## TEKS YANG DIBERIKAN
_ _ _ _ _ _ _

News Satu, Jakarta, Kamis 16 Mei 2024- Berdasarkan data yang dirilis oleh Badan Pusat Statistik (BPS), ekspor dan impor logam mulia dan perhiasan/permata (HS 71) Indonesia selama triwulan pertama tahun 2024 menunjukkan tren yang berlawanan, dengan ekspor mengalami peningkatan sementara impor mengalami penurunan.
Deputi Bidang Distribusi dan Jasa BPS, Pudji Ismartini, menyatakan bahwa kenaikan ekspor logam mulia Indonesia terutama dipengaruhi oleh meningkatnya harga emas di pasar internasional pada awal tahun 2024, yang juga didorong oleh penguatan mata uang dolar AS.
Hal ini mengakibatkan volume ekspor logam mulia dan perhiasan/permata Indonesia menunjukkan tren yang positif.
“Puncak ekspor logam mulia dan perhiasan/permata Indonesia terjadi pada bulan Maret 2024, dengan volume mencapai 1.082 ton atau senilai 1,37 miliar dolar AS,” ungkap Pudji, Kamis (16/5/2024).
Sementara itu, ekspor HS 71 sepanjang Januari-April 2024 utamanya diekspor ke Swiss dengan nilai mencapai 700 juta dolar AS, yang mencakup 21,37 persen dari total ekspor logam mulia dan perhiasan/permata.

_ _ _ _ _ _ _

## ENTRI YANG DITAMPILKAN

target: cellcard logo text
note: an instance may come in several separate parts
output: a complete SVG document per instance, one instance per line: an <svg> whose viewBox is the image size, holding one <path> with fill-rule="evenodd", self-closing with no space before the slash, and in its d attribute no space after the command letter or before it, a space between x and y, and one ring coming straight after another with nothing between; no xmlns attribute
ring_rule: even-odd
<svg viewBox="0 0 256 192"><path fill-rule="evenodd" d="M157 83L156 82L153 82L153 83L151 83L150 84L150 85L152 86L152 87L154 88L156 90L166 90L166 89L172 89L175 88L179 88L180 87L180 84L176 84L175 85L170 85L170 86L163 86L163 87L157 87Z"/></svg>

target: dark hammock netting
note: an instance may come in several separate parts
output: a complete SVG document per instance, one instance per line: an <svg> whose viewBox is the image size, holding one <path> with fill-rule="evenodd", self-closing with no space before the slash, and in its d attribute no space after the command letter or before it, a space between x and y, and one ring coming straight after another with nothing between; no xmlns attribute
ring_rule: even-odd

_ _ _ _ _ _ _

Jawab pertanyaan berikut berdasarkan teks tentang ekspor logam mulia dan perhiasan/permata Indonesia:
(a) Apa jabatan Pudji Ismartini?
(b) Pada bulan apa puncak ekspor logam mulia dan perhiasan/permata Indonesia terjadi, dan berapa nilainya?
(c) Ke negara mana ekspor HS 71 sepanjang Januari-April 2024 utamanya dikirim, dan berapa persen bagiannya dari total ekspor logam mulia dan perhiasan/permata?

## JAWABAN LATIHAN
(a) Deputi Bidang Distribusi dan Jasa BPS.
(b) Maret 2024, dengan nilai 1,37 miliar dolar AS.
(c) Swiss, dengan bagian 21,37 persen.